Records of pointing to named objects
=-=-=-=-=
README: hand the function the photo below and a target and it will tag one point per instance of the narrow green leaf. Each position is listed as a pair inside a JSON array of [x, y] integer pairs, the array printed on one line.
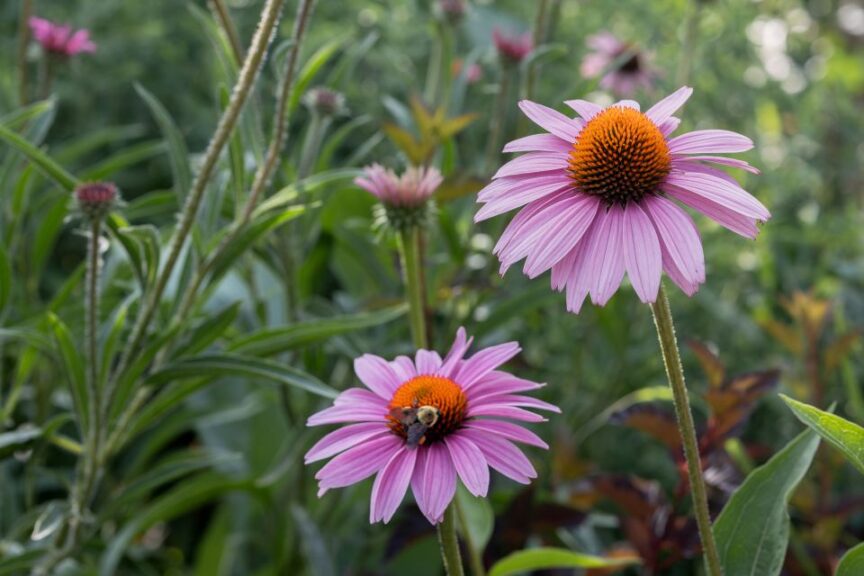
[[73, 367], [51, 169], [178, 153], [852, 563], [222, 365], [752, 531], [184, 497], [541, 558], [842, 434], [271, 341]]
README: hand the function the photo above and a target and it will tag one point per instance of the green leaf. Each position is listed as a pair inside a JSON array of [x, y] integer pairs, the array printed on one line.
[[540, 558], [51, 169], [178, 153], [852, 563], [221, 365], [475, 515], [182, 498], [752, 531], [842, 434], [73, 367], [272, 341]]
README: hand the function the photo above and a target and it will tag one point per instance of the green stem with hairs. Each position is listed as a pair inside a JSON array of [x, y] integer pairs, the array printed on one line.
[[409, 250], [675, 373]]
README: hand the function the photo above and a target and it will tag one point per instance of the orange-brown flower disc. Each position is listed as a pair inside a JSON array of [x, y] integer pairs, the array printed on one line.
[[437, 391], [620, 156]]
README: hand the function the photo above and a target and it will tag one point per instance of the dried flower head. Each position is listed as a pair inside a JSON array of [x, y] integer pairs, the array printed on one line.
[[60, 39], [599, 195], [424, 422], [325, 102], [512, 49], [405, 198], [96, 199], [623, 66]]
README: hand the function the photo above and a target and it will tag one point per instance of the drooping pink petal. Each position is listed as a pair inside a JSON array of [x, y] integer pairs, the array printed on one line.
[[343, 439], [720, 213], [720, 191], [503, 456], [483, 362], [587, 110], [509, 431], [358, 463], [539, 143], [563, 234], [683, 258], [377, 375], [685, 162], [661, 111], [551, 120], [642, 257], [428, 362], [434, 481], [533, 163], [391, 483], [503, 411], [469, 463], [709, 142], [605, 254], [515, 200]]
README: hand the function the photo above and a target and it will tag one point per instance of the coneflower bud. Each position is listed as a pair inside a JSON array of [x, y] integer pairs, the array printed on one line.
[[96, 199]]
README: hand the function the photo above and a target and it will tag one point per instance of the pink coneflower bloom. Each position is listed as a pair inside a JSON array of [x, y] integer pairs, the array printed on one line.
[[59, 38], [412, 189], [627, 75], [599, 196], [425, 421], [512, 49]]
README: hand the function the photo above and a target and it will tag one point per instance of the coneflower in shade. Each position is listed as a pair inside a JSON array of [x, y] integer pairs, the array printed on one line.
[[60, 39], [425, 421], [512, 49], [405, 198], [599, 197], [624, 68]]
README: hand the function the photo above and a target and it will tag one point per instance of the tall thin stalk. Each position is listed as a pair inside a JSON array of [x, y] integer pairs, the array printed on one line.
[[675, 373], [248, 74]]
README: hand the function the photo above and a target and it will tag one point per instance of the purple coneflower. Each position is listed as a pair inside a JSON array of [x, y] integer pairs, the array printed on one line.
[[599, 195], [512, 49], [60, 39], [624, 68], [425, 421]]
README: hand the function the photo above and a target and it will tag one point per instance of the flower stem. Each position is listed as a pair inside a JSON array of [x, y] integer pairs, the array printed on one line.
[[409, 250], [449, 543], [675, 373]]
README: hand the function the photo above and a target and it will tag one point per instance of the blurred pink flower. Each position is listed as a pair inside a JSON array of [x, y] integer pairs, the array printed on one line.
[[599, 194], [410, 190], [424, 421], [622, 78], [472, 75], [59, 38], [512, 48]]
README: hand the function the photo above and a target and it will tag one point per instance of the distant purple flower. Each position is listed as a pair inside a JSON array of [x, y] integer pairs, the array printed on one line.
[[59, 38], [425, 421], [412, 189], [599, 195], [512, 48], [620, 77]]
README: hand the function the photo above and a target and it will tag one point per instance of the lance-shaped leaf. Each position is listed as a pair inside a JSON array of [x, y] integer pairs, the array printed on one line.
[[752, 531], [842, 434]]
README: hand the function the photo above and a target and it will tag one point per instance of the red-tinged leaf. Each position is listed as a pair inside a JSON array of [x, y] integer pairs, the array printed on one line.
[[656, 421], [711, 365]]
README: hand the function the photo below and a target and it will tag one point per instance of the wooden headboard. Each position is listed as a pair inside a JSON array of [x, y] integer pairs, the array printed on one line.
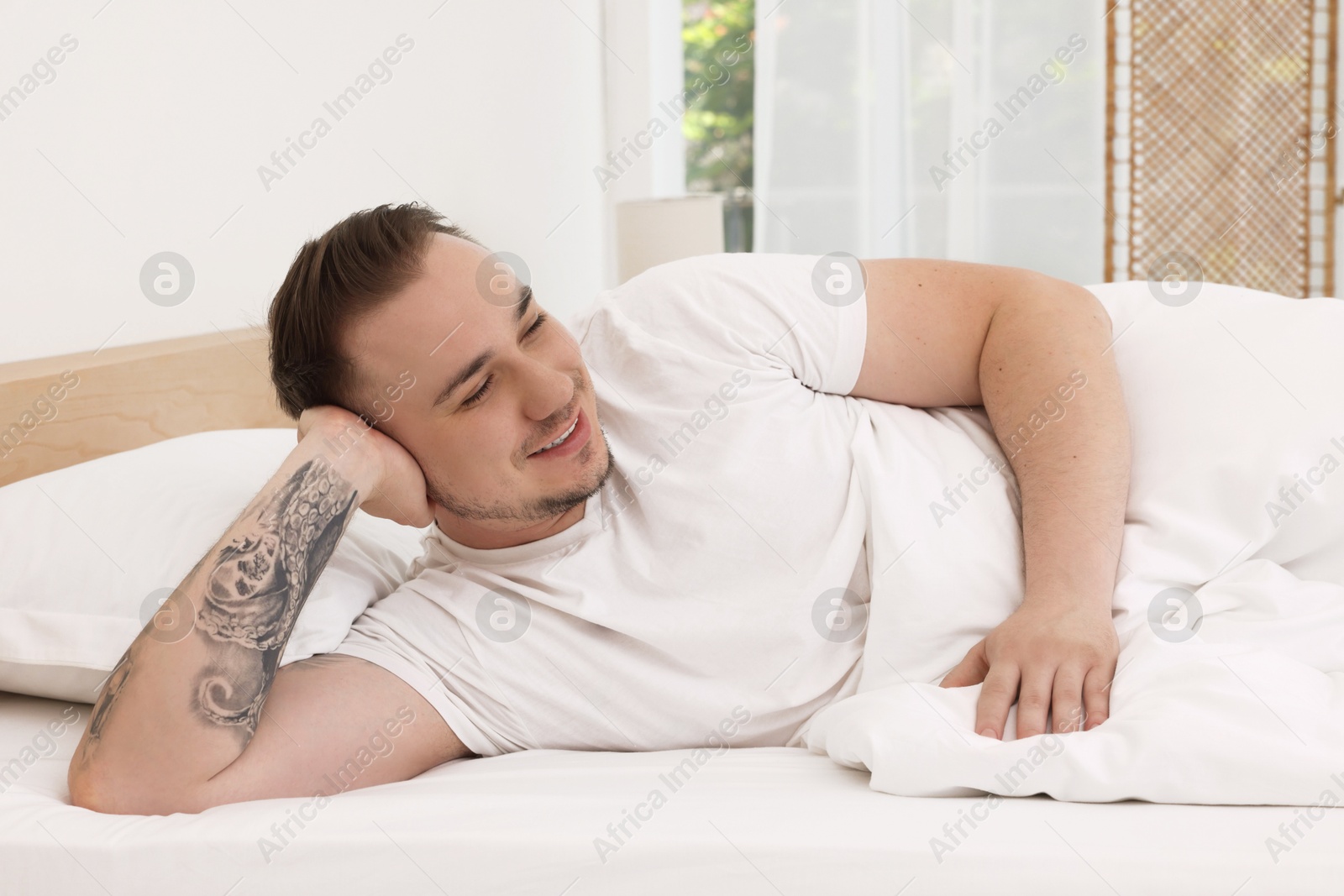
[[57, 411]]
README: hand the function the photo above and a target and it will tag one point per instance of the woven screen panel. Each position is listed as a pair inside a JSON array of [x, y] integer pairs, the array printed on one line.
[[1221, 117]]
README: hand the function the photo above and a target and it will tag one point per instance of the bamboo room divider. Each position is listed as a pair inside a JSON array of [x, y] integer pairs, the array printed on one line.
[[1221, 137]]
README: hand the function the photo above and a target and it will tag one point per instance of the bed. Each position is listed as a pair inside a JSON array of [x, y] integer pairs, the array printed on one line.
[[749, 821]]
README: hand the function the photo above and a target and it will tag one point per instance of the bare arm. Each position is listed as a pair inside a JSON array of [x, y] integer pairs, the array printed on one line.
[[186, 700], [944, 333]]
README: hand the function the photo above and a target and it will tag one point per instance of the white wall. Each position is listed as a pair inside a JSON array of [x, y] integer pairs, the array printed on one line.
[[151, 134]]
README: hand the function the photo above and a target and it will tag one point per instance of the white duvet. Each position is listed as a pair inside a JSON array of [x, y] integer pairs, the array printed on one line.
[[1236, 496]]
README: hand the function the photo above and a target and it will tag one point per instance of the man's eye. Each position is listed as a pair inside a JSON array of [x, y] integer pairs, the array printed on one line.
[[480, 392]]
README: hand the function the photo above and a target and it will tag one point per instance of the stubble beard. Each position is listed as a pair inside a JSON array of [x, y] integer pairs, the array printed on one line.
[[537, 510]]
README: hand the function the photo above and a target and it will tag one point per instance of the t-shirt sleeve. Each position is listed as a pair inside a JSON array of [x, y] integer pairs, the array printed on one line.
[[761, 311]]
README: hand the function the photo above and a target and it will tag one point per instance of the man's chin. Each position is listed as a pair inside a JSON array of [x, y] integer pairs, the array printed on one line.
[[537, 510]]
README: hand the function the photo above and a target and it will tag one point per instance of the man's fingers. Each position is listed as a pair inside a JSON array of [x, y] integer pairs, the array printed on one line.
[[995, 699], [971, 671], [1068, 701], [1097, 696], [1034, 701]]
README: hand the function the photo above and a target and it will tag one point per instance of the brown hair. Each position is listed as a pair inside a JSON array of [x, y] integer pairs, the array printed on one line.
[[347, 271]]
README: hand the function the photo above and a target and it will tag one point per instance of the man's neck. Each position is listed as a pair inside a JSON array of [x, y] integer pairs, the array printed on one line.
[[504, 533]]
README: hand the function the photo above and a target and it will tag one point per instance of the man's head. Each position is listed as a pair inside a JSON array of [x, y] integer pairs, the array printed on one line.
[[410, 322]]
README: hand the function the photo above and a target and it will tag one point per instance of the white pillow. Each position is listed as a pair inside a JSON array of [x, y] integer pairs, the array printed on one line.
[[92, 550]]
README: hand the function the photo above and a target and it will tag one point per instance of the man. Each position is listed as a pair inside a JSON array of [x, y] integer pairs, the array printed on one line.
[[632, 523]]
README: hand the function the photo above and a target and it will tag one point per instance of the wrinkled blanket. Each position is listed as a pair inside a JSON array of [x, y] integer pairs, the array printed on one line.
[[1230, 591]]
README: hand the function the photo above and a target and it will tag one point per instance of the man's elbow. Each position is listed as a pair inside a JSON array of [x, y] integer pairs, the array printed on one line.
[[94, 789]]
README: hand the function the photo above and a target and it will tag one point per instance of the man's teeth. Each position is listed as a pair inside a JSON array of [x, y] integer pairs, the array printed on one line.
[[568, 432]]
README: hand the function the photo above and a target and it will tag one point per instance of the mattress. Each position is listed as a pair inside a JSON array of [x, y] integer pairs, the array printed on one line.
[[746, 821]]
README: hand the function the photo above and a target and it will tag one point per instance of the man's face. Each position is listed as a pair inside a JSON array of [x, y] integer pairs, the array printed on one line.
[[491, 387]]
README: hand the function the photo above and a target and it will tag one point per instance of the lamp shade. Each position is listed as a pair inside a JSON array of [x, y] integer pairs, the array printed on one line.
[[651, 231]]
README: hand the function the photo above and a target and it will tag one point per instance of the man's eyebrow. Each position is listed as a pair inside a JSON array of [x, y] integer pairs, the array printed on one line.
[[474, 367], [521, 309]]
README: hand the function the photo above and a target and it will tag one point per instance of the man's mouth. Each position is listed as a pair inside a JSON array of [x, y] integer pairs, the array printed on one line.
[[559, 439]]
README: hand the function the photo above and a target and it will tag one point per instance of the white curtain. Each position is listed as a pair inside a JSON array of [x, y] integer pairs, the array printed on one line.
[[869, 114]]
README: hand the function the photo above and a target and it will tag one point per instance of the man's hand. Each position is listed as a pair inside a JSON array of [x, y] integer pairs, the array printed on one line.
[[398, 484], [1047, 658]]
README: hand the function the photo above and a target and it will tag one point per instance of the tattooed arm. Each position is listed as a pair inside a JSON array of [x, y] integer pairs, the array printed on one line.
[[186, 699]]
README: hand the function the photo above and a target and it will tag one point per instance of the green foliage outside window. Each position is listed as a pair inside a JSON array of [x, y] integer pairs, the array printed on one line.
[[719, 38]]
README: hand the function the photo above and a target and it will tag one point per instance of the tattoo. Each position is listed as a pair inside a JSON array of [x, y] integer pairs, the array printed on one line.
[[257, 587], [250, 600], [114, 681]]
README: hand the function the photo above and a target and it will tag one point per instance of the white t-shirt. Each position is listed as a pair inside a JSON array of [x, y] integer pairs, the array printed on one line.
[[719, 574]]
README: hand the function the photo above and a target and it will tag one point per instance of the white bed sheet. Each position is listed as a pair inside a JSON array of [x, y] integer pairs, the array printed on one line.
[[748, 821]]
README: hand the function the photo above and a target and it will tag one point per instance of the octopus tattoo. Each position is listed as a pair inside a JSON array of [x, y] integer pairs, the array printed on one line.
[[250, 600], [257, 587]]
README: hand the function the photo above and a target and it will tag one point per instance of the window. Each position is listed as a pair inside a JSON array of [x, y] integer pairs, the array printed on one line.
=-=-=-=-=
What you will do: Output the lines of the records above as a JSON list of strings, one string per line with blank lines omitted, starting at the line that contains "the man's head." and ending at the line that contains "[[410, 322]]", both included.

Problem solution:
[
  "README: hand the function the photo above and a target and it will tag one point per instance of the man's head. Each position is listed as a pair inside a JSON array of [x, y] integer pairs, the array printed on one line.",
  "[[410, 322]]"
]